* [TASK GOAL] Go through the records underneath and write each one out again exactly.

──────── EXERCISE MATERIALS

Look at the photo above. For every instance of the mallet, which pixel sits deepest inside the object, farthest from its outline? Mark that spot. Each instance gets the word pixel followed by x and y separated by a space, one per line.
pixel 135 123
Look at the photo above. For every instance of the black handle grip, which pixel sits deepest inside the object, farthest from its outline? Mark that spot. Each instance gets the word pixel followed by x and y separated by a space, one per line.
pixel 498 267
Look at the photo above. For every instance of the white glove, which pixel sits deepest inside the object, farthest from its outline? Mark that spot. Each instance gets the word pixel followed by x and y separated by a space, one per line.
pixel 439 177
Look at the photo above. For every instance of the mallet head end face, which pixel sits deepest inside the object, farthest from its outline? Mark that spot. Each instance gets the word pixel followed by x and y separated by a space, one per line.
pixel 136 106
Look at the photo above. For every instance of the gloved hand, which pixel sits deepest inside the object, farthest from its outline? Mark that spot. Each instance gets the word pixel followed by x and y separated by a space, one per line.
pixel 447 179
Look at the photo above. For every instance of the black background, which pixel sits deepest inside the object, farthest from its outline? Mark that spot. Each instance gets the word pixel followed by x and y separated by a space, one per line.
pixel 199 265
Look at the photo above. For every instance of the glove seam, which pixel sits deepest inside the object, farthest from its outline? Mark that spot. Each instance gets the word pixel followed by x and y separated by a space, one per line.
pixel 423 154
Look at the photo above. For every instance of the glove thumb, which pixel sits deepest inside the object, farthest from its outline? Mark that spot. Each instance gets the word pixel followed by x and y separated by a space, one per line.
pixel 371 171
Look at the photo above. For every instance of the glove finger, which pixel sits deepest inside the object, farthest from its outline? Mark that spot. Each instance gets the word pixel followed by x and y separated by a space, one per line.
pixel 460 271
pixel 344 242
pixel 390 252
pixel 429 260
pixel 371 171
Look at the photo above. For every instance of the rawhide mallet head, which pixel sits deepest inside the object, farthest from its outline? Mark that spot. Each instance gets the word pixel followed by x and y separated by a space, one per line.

────────────────

* [SOLVED EXERCISE]
Look at the photo above. For every instance of the mallet, which pixel sits deepest inside the object, farthest from its outline? Mark that spot. Each instance gets the word pixel followed by x and y separated by a space, one per line.
pixel 135 123
Look at the photo above. For every instance of the black handle grip, which pixel sits deepest inside the object, farthest from its outline? Mark that spot. Each instance gets the word pixel followed by x and y separated by a space, one per line.
pixel 498 267
Look at the photo above. For every instance of the white glove, which pixel sits deepest inside the object, farthest from its outline? Mark that spot. Each instance gets the word pixel followed by x and y separated by a space, one per line.
pixel 439 177
Look at the photo above. For every instance of the mallet head end face, which pixel sits deepest inside the object, farthest from its outline? Mark that spot. Each instance gets the word pixel followed by x and y separated by a space, one per line.
pixel 136 106
Look at the photo above. For every instance of the gloved hand, which pixel sits deepest inside the object, farthest from its outline? Mark that spot. Each instance gets the word pixel followed by x and y separated by a space, one per line.
pixel 447 179
Look at the photo above. For every instance of the black background, which pixel sits deepest inside the object, farthest from its outline? Mark that spot. Each instance gets the word pixel followed by x and y separated by a space, one per line.
pixel 199 265
Look at the photo above. For every instance of the glove seam, which pixel sits deepest inside the object, farthest from its outline? Mark that spot. Each instance gets the word pixel followed by x and y separated by a space, one per line.
pixel 423 154
Look at the photo above. For every instance of the glove thumb, which pixel sits deepest inside the object, farthest from its outline? Mark that spot. Each instance gets the word pixel followed by x and y separated by a space, one per line.
pixel 371 171
Look at the photo above. For every instance of the glove finger, which pixel sits deepest inside the object, farthest from its outline? Mark that spot. Each instance gets the word pixel followed by x and y separated by a space, one per line.
pixel 460 271
pixel 344 242
pixel 390 252
pixel 429 260
pixel 371 171
Look at the photo above. For every instance of the rawhide mallet head, which pixel sits deepest inside the object, farthest from its outline? Mark that spot. Each instance gets the word pixel followed by x and y separated by a space, one per line.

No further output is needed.